[Outline entries for images]
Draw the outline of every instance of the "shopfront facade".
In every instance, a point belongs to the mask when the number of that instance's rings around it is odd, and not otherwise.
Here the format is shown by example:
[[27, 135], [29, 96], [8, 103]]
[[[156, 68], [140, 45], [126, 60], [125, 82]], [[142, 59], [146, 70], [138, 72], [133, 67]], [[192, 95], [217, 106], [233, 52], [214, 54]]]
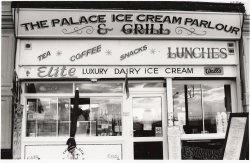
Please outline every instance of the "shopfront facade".
[[243, 112], [242, 13], [14, 13], [21, 158], [72, 157], [78, 89], [74, 159], [222, 159], [228, 116]]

▶ [Task details]: Print every entry above word for word, leaving out the pictures.

▶ [Reply to the task]:
Draw the outline of every instance of the "shopfront facade".
In every instance, a point belongs to the mask when the number of that instance's rings around it is odd, and not otherwise.
Here the format is shown by example:
[[27, 135], [29, 96], [8, 103]]
[[[156, 68], [140, 45], [126, 60], [125, 82]], [[142, 59], [146, 70], [138, 72], [133, 67]], [[192, 95], [217, 106], [233, 52], [214, 54]]]
Please outline every instance of the "shopfront facade".
[[243, 112], [242, 13], [14, 13], [21, 158], [72, 157], [78, 89], [74, 159], [222, 159], [228, 116]]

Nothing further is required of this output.